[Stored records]
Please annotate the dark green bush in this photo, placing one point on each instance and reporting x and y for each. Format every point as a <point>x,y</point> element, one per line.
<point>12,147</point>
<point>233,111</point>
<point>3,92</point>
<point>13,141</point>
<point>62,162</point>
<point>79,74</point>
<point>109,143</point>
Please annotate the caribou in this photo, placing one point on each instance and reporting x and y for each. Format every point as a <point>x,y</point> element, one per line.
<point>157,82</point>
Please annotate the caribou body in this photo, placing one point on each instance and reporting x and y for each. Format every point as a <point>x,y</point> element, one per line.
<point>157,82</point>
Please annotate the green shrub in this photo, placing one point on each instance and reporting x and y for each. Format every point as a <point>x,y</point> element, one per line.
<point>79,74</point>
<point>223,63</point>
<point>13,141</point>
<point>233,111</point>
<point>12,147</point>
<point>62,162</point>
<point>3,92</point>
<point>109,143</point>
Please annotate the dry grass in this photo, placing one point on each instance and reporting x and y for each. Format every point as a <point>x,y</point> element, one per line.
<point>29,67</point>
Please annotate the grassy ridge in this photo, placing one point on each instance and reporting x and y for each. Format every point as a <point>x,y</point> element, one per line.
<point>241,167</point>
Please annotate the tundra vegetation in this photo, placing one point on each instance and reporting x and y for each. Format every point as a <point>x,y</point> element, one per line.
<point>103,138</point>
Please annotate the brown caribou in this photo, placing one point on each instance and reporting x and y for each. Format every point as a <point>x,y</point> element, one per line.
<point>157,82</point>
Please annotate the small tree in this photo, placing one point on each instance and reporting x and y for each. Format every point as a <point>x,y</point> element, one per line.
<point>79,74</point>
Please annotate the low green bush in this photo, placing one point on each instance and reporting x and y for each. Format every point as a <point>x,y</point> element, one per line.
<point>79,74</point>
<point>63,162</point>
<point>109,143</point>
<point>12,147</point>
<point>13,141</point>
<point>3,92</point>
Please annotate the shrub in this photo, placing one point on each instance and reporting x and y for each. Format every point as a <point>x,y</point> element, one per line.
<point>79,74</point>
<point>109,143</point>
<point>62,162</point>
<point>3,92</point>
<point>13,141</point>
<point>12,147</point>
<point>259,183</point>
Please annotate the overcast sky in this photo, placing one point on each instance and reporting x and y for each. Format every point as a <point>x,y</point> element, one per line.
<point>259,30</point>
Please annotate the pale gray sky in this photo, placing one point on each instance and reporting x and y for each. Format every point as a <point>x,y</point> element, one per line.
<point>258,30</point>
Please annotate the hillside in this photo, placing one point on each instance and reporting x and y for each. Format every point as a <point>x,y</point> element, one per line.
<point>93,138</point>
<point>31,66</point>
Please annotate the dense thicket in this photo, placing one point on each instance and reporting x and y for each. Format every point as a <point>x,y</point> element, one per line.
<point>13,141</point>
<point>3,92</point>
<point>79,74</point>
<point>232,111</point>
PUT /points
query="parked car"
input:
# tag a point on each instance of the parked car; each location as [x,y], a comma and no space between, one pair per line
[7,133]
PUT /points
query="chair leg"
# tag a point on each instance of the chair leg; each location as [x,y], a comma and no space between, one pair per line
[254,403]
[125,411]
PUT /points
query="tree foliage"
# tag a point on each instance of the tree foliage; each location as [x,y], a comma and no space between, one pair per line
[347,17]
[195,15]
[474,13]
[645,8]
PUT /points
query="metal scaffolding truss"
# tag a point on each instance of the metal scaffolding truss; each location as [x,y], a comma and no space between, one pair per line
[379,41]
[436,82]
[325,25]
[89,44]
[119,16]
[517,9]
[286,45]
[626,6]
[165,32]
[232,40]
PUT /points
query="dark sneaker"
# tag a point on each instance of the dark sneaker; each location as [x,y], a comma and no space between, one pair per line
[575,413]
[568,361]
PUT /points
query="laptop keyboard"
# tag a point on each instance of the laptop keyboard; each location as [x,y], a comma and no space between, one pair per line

What to do: Repeat every record above exactly as it appears.

Answer to this task:
Please annotate the dark green bush in this photo, placing one point on each instance and reporting x and y for each. Format every point as a <point>x,y</point> element, one per line.
<point>12,147</point>
<point>233,111</point>
<point>3,92</point>
<point>13,141</point>
<point>62,162</point>
<point>79,74</point>
<point>109,143</point>
Please annotate the caribou in this photo, placing one point on each instance and reporting x and y for each. Format every point as a <point>x,y</point> element, one per line.
<point>157,82</point>
Please annotate the caribou body in this photo, placing one point on each instance and reporting x and y for each. Format every point as a <point>x,y</point> element, one per line.
<point>157,82</point>
Please annotate the green shrub in this photo, placing one point on each instance and reporting x and y for each. Format every point as a <point>x,y</point> element, one per line.
<point>79,74</point>
<point>223,63</point>
<point>13,141</point>
<point>233,111</point>
<point>12,147</point>
<point>62,162</point>
<point>3,92</point>
<point>109,143</point>
Please annotate the dry grass in this photo, placing one point on each instance and reporting x and y for each. Format every point as a <point>x,y</point> element, one per line.
<point>29,67</point>
Please annotate the grassy ridge in this photo, placing one point on each instance and reporting x and y for each. Format every point as a <point>x,y</point> element, one per line.
<point>241,167</point>
Please annotate the tundra vegetation in this photo, placing one point on each instance and reporting x and y for each. Format every point as a <point>x,y</point> element, one per line.
<point>103,138</point>
Please annotate the brown caribou in this photo, placing one point on each instance and reporting x and y for each. Format every point as a <point>x,y</point> element, one per line.
<point>157,82</point>
Please annotate the small tree in this photo, placing one point on each instance and reporting x and y for each. Format every point as a <point>x,y</point> element, one per line.
<point>79,74</point>
Please annotate the low green bush in this photo, placing one point on each instance and reporting x and y for each. Format every point as a <point>x,y</point> element, one per line.
<point>79,74</point>
<point>63,162</point>
<point>109,143</point>
<point>12,147</point>
<point>13,141</point>
<point>3,92</point>
Please annotate the shrub in this photo, placing one point on each instance and reporting x and y for each. Format every point as a <point>x,y</point> element, one per line.
<point>79,74</point>
<point>109,143</point>
<point>62,162</point>
<point>3,92</point>
<point>13,141</point>
<point>12,147</point>
<point>259,183</point>
Please annotate the overcast sky in this photo, placing one point on each instance and reporting x and y for each. Format every point as a <point>x,y</point> element, one per line.
<point>259,30</point>
Please annotate the pale gray sky in this photo, placing one point on each instance and reporting x and y for each. Format every point as a <point>x,y</point> element, one per line.
<point>258,30</point>
Please annotate the hillside in this photo, placing one point on each instance and reporting x and y for each. Format every point as a <point>x,y</point> element, one per line.
<point>93,138</point>
<point>31,66</point>
Please annotate the dense thicket in this photo, placing one point on each instance and reporting x and y for each. Format every point as a <point>x,y</point> element, one per line.
<point>13,141</point>
<point>3,92</point>
<point>79,74</point>
<point>232,111</point>
PUT /points
query="parked car"
input:
# tag a point on each instance of the parked car; each location as [x,y], a comma and no space between, one pair per line
[7,133]
PUT /points
query="chair leg"
# tag a point on each instance of the chair leg; each location as [x,y], a comma and no space between, one pair per line
[254,403]
[125,411]
PUT /points
query="tree foliage"
# tag a point on each instance of the tree foliage; each location as [x,y], a comma and no space between, one pair per line
[347,17]
[195,15]
[474,13]
[645,8]
PUT /points
query="metal scaffolding truss"
# tag a point on each instance of the metal scaffolding truss; each location as [x,y], a comma and no space between, one pair per line
[379,41]
[436,82]
[325,25]
[89,44]
[119,16]
[517,9]
[286,45]
[626,6]
[165,32]
[232,40]
PUT /points
query="dark sneaker"
# tag a point on each instance of the dark sneaker; each location as [x,y], a comma and no space between, one pair per line
[575,413]
[568,361]
PUT /points
query="laptop keyboard"
# tag a point on each instance of the laptop keyboard; each location as [x,y], a comma and no space between, one pair per line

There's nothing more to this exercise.